Description

Job Overview

We are seeking a highly skilled Telemetry Engineer to join our dynamic team. The ideal candidate will have expert knowledge in Prometheus, Grafana and Git. This role involves developing and managing telemetry for large-scale datasets and implementing strategies to reduce Mean Time to Resolution (MTTR).

Key Skills

Must Have:

Prometheus Proficiency: Develop, configure, and maintain monitoring solutions using Prometheus. Must have in-depth knowledge of Prometheus metrics, alerts, and query language.

Grafana: Design and implement dashboards in Grafana for real-time data visualization and monitoring. Customize and extend Grafana as per the project requirements.

Telemetry Skills: Create scalable telemetry solutions using Prometheus and Grafana to monitor and analyze large-scale datasets.

Reducing MTTR: Experience in developing telemetry solutions focused on reducing Mean Time to Resolution, enhancing system reliability and performance.

Git: Strong understanding in Git.

» **Data lines**:

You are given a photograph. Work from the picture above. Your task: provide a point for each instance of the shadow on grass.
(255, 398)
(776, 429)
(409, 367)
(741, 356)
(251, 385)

» **Problem set**:
a) Answer these about the telemetry engineer job posting above, one answer per line, marked the same way:
(i) What does MTTR stand for?
(ii) Which three tools does the posting say the ideal candidate will have expert knowledge in?
(iii) What are the Grafana dashboards meant for?
b) Carry on the telemetry engineer job posting above, picking up right after its final line about Git.

» **Results for the exercise**:
a)
(i) Mean Time to Resolution
(ii) Prometheus, Grafana and Git
(iii) Real-time data visualization and monitoring

b)
Good To Have

Thanos: Proficient knowledge of Thanos components with demonstrated hands-on experience in configuring, deploying, and managing mutliple Thanos components.

Python: Practical proficiency in Python scripting is a key requirement.

Qualifications

Bachelor's degree in computer science, Information Technology, or related field

Proven experience as a Telemetry Observability Engineer or similar role

Extensive knowledge of Prometheus and Grafana.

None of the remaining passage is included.